Work to complete
All that should come back is the lines of the data below from the one containing "Query: succulent plant" to the one containing "column 400, row 282", inclusive, exactly as they stand.

▼▼▼

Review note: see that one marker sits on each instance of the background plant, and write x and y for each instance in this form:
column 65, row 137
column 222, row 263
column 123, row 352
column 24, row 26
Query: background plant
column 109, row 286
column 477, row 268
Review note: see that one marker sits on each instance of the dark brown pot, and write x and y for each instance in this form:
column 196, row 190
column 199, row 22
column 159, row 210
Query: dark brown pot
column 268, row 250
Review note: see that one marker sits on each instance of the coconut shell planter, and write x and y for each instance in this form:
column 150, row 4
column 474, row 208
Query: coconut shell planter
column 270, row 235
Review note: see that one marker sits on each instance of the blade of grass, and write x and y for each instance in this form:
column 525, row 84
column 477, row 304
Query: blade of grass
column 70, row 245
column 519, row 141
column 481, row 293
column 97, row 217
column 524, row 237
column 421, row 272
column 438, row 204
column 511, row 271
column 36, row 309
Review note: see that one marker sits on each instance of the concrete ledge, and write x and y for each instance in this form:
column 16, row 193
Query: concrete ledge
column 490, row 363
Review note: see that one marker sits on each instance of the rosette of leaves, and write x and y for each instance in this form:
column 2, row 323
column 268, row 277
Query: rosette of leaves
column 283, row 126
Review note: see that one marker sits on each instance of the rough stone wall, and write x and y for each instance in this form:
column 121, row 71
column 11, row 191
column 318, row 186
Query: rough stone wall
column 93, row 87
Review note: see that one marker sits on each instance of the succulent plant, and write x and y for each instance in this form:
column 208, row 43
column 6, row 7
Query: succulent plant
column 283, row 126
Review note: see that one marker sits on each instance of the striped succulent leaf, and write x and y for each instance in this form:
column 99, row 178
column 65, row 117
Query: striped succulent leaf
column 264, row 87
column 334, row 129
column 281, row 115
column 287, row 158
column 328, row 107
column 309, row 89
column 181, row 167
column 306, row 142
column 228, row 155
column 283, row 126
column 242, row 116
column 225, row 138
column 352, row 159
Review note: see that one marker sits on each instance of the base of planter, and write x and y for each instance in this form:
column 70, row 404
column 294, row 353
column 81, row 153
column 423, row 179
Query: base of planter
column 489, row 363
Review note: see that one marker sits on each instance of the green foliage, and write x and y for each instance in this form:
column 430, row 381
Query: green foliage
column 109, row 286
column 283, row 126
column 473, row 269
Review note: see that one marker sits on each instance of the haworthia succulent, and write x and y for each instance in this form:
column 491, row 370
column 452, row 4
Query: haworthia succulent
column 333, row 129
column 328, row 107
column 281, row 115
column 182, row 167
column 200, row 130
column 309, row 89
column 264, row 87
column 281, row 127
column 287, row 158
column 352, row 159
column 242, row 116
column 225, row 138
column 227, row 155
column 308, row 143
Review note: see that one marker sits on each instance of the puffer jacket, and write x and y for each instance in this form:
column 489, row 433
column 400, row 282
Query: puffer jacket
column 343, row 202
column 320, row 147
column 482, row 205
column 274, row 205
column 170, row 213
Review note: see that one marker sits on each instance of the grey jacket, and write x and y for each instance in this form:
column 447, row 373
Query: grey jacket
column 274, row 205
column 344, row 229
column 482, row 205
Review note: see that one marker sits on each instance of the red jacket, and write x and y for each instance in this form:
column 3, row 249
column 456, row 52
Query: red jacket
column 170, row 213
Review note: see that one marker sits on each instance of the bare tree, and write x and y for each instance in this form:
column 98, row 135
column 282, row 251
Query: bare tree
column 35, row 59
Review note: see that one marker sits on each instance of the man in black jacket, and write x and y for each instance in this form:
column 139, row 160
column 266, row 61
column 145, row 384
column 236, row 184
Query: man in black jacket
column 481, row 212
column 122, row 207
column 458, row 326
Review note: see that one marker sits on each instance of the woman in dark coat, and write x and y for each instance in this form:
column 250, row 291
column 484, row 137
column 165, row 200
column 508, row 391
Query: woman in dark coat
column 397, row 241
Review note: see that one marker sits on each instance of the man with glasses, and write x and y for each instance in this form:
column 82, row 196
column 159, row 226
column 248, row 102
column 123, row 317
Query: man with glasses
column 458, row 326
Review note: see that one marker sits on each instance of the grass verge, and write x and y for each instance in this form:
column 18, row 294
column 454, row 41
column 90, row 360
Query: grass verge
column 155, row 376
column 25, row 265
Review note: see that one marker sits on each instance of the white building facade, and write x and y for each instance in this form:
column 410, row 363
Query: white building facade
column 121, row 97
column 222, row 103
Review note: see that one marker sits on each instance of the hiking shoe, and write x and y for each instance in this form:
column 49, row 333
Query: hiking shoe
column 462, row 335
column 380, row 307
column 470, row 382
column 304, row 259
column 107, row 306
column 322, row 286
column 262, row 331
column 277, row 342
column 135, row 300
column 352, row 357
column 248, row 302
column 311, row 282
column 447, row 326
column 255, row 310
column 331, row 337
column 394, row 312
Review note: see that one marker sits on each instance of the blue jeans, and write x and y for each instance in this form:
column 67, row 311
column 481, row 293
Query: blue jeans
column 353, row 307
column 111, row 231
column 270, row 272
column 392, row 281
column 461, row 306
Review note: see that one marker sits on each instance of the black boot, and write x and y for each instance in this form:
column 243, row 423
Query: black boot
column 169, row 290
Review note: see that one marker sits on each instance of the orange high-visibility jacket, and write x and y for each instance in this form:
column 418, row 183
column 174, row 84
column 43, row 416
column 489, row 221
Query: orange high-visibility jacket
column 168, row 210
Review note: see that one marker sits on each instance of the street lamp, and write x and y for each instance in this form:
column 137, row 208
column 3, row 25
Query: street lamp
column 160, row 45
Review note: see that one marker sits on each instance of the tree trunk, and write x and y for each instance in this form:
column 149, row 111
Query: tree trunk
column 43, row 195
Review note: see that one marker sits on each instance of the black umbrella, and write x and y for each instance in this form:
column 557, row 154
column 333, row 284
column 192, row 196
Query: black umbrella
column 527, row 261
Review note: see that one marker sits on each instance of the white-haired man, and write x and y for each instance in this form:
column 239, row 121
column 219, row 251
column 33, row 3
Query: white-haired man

▲▲▲

Result of this exercise
Query: succulent plant
column 283, row 126
Review note: see that one marker sits on each instance of the striped succulent leaf, and write x and y for each instance in this form:
column 99, row 178
column 65, row 117
Query: striped succulent leaf
column 264, row 87
column 334, row 129
column 281, row 115
column 287, row 158
column 328, row 107
column 309, row 89
column 181, row 167
column 306, row 142
column 228, row 155
column 283, row 126
column 242, row 116
column 225, row 138
column 352, row 159
Review note: see that one marker sits on each instance of the base of planter, and write x and y for each instance in this form:
column 70, row 404
column 294, row 353
column 81, row 153
column 423, row 179
Query: base of planter
column 489, row 363
Review note: see that one marker sits on each instance of the green foliage, and write x and y for each instance in this form:
column 430, row 381
Query: green foliage
column 109, row 286
column 283, row 126
column 473, row 269
Review note: see that one marker sits on each instance of the haworthia succulent, and write x and y for each instance in this form:
column 491, row 370
column 452, row 4
Query: haworthia succulent
column 333, row 129
column 328, row 107
column 281, row 115
column 182, row 167
column 200, row 130
column 309, row 89
column 264, row 87
column 281, row 127
column 287, row 158
column 352, row 159
column 242, row 116
column 225, row 138
column 227, row 155
column 308, row 143
Review note: see that one marker sits on each instance of the puffer jacket, and write x and y for each instance in this form:
column 489, row 433
column 400, row 282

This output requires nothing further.